• _Records from a dataset_
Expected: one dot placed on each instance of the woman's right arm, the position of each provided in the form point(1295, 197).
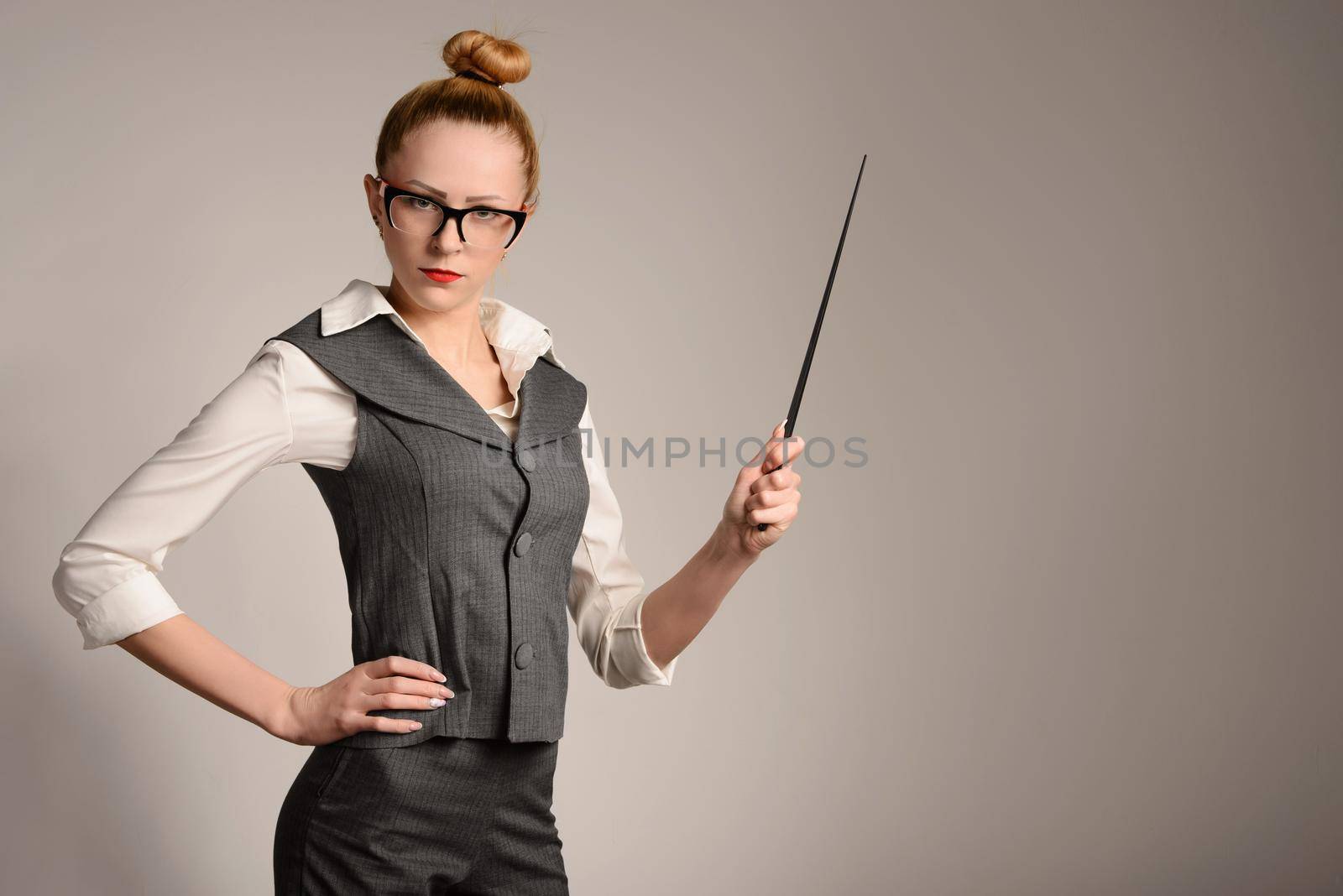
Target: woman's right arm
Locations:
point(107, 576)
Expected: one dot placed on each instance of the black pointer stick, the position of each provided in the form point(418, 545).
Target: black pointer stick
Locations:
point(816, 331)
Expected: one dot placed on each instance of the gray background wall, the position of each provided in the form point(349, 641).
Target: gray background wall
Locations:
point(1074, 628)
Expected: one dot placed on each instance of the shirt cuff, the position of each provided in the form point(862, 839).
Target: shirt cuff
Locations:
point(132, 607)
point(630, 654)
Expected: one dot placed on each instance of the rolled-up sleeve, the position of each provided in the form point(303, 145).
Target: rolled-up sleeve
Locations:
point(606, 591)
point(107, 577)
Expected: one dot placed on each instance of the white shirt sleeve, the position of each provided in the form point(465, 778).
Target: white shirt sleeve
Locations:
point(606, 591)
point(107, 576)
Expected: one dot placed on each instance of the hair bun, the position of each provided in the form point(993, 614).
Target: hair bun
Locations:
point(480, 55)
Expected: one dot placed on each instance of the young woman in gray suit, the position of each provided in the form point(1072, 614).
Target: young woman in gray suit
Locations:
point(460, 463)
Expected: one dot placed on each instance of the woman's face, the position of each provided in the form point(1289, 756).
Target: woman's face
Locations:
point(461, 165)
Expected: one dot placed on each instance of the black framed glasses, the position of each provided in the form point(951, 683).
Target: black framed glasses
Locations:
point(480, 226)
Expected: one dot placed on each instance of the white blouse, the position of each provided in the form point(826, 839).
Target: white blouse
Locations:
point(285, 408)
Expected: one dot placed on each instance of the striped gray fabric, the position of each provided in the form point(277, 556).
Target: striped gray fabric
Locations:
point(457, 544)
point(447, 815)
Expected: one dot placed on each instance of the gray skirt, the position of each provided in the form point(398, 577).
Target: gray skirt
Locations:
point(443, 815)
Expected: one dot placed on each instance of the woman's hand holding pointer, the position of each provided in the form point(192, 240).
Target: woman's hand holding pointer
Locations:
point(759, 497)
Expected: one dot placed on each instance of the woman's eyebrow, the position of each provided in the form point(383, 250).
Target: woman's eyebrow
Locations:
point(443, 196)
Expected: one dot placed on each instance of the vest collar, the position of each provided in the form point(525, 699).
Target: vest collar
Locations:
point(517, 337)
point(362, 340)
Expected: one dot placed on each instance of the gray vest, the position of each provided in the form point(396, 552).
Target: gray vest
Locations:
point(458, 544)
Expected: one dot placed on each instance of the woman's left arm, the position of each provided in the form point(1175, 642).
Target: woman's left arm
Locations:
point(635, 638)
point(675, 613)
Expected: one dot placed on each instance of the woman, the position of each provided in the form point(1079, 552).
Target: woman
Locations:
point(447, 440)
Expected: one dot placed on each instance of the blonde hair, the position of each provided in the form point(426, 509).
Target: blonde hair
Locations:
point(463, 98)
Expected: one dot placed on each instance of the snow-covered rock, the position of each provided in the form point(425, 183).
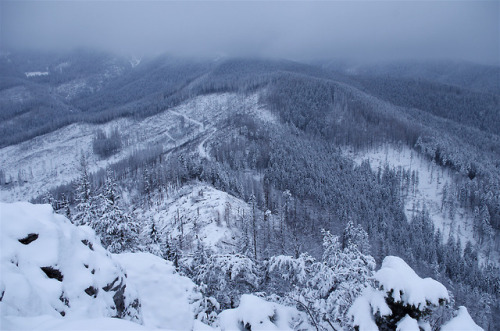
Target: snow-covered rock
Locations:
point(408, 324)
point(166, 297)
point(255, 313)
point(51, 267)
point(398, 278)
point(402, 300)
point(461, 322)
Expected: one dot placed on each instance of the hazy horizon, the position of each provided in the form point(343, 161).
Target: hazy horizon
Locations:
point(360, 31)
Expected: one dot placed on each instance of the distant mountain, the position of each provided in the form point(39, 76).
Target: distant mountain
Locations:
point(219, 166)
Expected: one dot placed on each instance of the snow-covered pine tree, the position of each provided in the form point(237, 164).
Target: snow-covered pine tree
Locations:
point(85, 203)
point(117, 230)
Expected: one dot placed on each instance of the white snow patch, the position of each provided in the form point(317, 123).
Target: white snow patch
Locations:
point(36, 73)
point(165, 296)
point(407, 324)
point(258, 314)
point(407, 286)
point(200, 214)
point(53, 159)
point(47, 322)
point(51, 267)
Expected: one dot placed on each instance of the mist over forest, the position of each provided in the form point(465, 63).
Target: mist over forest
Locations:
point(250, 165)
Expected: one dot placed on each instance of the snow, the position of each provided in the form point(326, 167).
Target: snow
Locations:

• _EXERCISE DESCRIPTION_
Put every line of the records above into a numbered list, omitting blank lines and leaving out the pictures.

• _REPLY TO THE TASK_
1. Expected: one dot placed on each instance of the woman's right arm, the position of each provided in the form point(1295, 197).
2. Target: woman's right arm
3. Locations:
4. point(107, 576)
5. Expected: one dot placed on each instance of the black pointer stick, the position of each provided in the form point(418, 545).
6. Target: black pointer stick
7. Locations:
8. point(816, 331)
9. Expected: one dot placed on each instance of the gray background wall, the position of each provided in the form point(349, 641).
10. Target: gray background wall
11. Locations:
12. point(1074, 628)
13. Expected: one dot placed on each instance of the shirt cuff, the position of each provided in the form point(862, 839).
14. Target: shirt cuff
15. Locations:
16. point(132, 607)
17. point(630, 654)
18. Expected: one dot placed on each instance of the rolled-up sleeve, the position of each provided in the form point(303, 145).
19. Target: rolled-up sleeve
20. Locations:
21. point(606, 591)
22. point(107, 577)
23. Expected: one dot placed on each instance of the white shirt sleeve, the position of each provided in the form point(465, 778).
24. Target: white shirt sleeve
25. Locations:
26. point(606, 591)
27. point(107, 576)
28. Expected: one dot placed on each instance of the hair bun, the position of each provided in the form point(993, 614).
29. Target: hair bun
30. Locations:
31. point(480, 55)
32. Expected: one dot placed on each instance of the young woman in gray suit, the position of each provided in the form point(1072, 614).
33. Target: young woman in gray suit
34. Locations:
35. point(460, 463)
36. Expected: one dot placed on each instance of the woman's face, the position of each provided in the form point(1289, 756).
37. Target: woman's face
38. Locations:
39. point(461, 165)
40. Expected: one dot placed on each instance of the black framed glasses, the position of each provided in the form point(951, 683).
41. Target: black framed glasses
42. Locations:
43. point(480, 226)
44. Expected: one dot placed on each instance of the white blouse, the position of each provided in the form point(826, 839).
45. Target: white blouse
46. Locations:
47. point(285, 408)
48. Expected: one dot placed on each instance of the striped gray fabric, the position of each provided in the form point(277, 556).
49. Target: striped gray fabric
50. Locations:
51. point(457, 544)
52. point(447, 815)
53. Expected: one dot placed on each instance of the gray skirt, the position of each provided in the form point(398, 577).
54. Target: gray skirt
55. Locations:
56. point(443, 815)
57. Expected: one dot placed on each instance of the woman's hand holding pointer, the position of each provided in the form point(192, 240).
58. Target: woman's hand holding pointer
59. Locations:
60. point(759, 497)
61. Expected: one dot placed on each instance of the woman's eyebrow, the position of each provided in the form point(383, 250).
62. Target: woman's eyebrow
63. Locations:
64. point(443, 196)
65. Expected: one dot placed on each instance of the vest collar, the position of each provided in the form point(525, 699).
66. Target: vest collar
67. Locations:
68. point(517, 337)
69. point(362, 340)
70. Expected: one dot placed on each instance of the gray vest, the position of each provided in the form point(396, 552).
71. Target: gray vest
72. Locations:
73. point(458, 544)
74. Expected: one dot placed on each instance of the woman's left arm, the position of each provided in the form point(1175, 642).
75. Target: woman's left arm
76. Locations:
77. point(635, 638)
78. point(675, 613)
79. Expected: one dot placed on each instance of the woman, the position of each provided in the form point(1079, 552).
80. Target: woman
81. Locations:
82. point(447, 440)
83. Expected: one dot placed on each instance of the blonde hair, the position of each provided in the form point(426, 509).
84. Target: blonde hair
85. Locations:
86. point(463, 98)
87. Expected: one dot placed on each instance of the snow-covered rock, the position of each provided in the form point(425, 183).
88. Target: snow-covered rock
89. Locations:
90. point(408, 324)
91. point(166, 297)
92. point(255, 313)
93. point(51, 267)
94. point(398, 278)
95. point(402, 300)
96. point(461, 322)
97. Expected: one dot placed on each instance of the hazy horizon, the position of each provided in the form point(343, 161).
98. Target: hazy horizon
99. Locations:
100. point(360, 31)
101. Expected: one dot placed on each instance of the distant mountain, the position of each provided in the form point(39, 76).
102. Target: distant mountain
103. Locations:
104. point(219, 166)
105. Expected: one dot placed on each instance of the snow-covered pine tree, the position of each provided in the form point(237, 164).
106. Target: snow-covered pine tree
107. Locations:
108. point(85, 203)
109. point(117, 230)
110. Expected: one dot placed on each instance of the white snow patch, the position of each provided in the form point(317, 123).
111. Target: white snow patch
112. Locations:
113. point(36, 73)
114. point(165, 296)
115. point(407, 324)
116. point(258, 314)
117. point(407, 286)
118. point(200, 214)
119. point(53, 159)
120. point(47, 322)
121. point(51, 267)
122. Expected: one dot placed on each instance of the mist over forest, the position of each provided in the form point(465, 63).
123. Target: mist over forest
124. Locations:
125. point(250, 165)
126. Expected: one dot placed on each instance of the snow, the position of each provided in the form point(326, 167).
127. Target: snow
128. Locations:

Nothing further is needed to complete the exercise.